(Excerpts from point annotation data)
○ ○ ○ ○ ○

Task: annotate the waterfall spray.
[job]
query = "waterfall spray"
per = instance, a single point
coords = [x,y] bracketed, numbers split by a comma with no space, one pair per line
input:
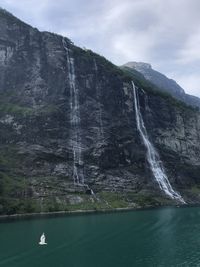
[152,155]
[78,175]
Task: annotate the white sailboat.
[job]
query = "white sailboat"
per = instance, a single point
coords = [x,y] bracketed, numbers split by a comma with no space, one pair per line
[42,240]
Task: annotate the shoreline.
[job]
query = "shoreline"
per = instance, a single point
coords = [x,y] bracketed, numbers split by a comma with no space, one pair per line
[82,212]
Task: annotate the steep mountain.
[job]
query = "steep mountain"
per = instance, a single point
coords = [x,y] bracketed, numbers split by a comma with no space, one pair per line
[69,138]
[163,83]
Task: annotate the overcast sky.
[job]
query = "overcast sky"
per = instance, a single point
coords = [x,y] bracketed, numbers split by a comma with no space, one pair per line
[163,33]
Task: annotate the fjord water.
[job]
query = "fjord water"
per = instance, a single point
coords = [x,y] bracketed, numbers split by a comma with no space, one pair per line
[160,237]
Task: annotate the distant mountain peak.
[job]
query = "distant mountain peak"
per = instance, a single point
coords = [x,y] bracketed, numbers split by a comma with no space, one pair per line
[163,82]
[138,65]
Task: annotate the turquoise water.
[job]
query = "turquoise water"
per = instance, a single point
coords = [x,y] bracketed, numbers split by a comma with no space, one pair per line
[162,237]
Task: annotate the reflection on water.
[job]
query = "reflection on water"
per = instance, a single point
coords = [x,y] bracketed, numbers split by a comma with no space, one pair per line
[162,237]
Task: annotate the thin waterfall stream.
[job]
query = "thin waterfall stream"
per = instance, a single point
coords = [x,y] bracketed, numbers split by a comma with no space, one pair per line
[78,175]
[153,156]
[76,144]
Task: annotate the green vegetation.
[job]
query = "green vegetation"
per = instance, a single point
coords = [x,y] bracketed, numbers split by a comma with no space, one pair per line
[150,88]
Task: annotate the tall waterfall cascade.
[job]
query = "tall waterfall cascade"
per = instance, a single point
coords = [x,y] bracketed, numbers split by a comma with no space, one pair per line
[76,143]
[152,155]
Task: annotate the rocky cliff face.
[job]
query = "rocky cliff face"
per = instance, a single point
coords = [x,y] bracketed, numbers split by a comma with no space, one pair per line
[68,129]
[163,83]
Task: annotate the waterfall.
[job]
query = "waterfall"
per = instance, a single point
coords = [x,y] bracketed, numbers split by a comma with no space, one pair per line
[98,94]
[152,155]
[78,175]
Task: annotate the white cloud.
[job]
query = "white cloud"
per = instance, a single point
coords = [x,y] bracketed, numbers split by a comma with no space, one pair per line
[163,33]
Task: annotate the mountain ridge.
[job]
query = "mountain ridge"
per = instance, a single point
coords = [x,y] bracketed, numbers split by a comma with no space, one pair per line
[163,82]
[66,111]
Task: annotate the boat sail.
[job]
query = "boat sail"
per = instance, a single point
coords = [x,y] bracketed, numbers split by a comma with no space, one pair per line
[42,240]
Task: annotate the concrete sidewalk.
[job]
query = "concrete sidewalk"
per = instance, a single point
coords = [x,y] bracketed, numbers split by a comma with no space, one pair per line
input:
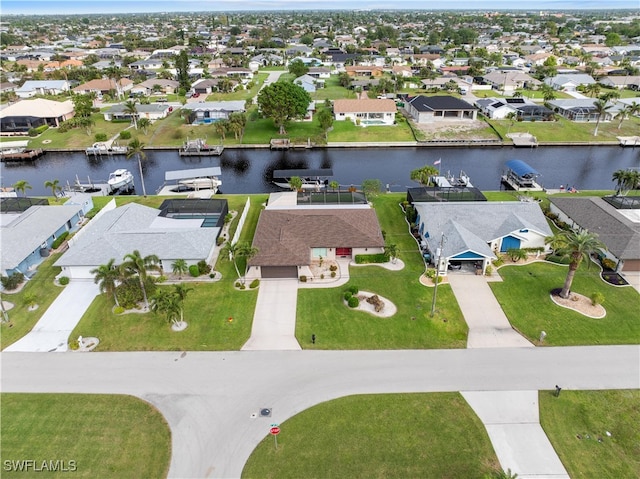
[511,418]
[274,319]
[52,332]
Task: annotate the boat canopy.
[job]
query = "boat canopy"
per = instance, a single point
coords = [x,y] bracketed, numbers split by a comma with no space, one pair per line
[521,169]
[303,173]
[192,173]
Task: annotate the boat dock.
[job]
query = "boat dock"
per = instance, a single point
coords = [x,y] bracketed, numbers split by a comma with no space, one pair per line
[522,140]
[199,147]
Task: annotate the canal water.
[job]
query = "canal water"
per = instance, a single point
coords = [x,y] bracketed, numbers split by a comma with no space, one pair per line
[249,171]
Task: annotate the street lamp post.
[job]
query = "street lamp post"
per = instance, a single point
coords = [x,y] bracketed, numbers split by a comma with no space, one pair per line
[435,288]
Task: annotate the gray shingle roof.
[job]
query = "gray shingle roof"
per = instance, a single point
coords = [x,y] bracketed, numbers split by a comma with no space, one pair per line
[285,237]
[28,231]
[121,231]
[619,234]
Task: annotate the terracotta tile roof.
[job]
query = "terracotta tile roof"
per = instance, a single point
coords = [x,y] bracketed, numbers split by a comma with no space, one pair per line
[364,106]
[285,237]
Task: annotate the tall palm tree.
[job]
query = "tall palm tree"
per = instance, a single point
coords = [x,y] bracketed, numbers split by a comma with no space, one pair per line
[179,267]
[131,110]
[136,148]
[135,265]
[55,187]
[601,108]
[577,246]
[22,186]
[105,276]
[423,175]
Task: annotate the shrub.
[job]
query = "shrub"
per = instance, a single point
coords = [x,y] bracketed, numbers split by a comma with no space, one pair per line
[371,258]
[597,298]
[12,281]
[203,267]
[58,241]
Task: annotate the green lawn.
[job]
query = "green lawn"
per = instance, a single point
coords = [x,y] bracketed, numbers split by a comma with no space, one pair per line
[590,414]
[105,436]
[378,436]
[21,320]
[524,297]
[564,130]
[322,312]
[207,308]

○ ○ ○ ○ ○

== Written instruction ==
Copy the part of the records that opens with the line containing "Task: annotate the tall palm tree." and runs through the end of the records.

== Solved problem ==
Task: annotate the tall palm tree.
[job]
query = "tall palm tree"
per = instance, a single point
coords = [x,y] bracketed, numbers split by a comma with no space, one pair per line
[179,267]
[131,110]
[136,148]
[135,265]
[55,187]
[601,108]
[577,246]
[22,186]
[105,276]
[423,175]
Task: annotate the shrub.
[job]
query = "shrub"
per = instance, a single point
coords = [x,y] bracketed, numbers split by a comma with no space, one pair per line
[371,258]
[597,298]
[12,281]
[203,267]
[58,241]
Task: annotate the green lawn.
[job]
query = "green lawn"
per = instance, a single point
coords = [x,y] bracketed, numbers split by a comma with no space, one pair per line
[590,414]
[105,436]
[378,436]
[21,320]
[524,297]
[564,130]
[322,312]
[207,308]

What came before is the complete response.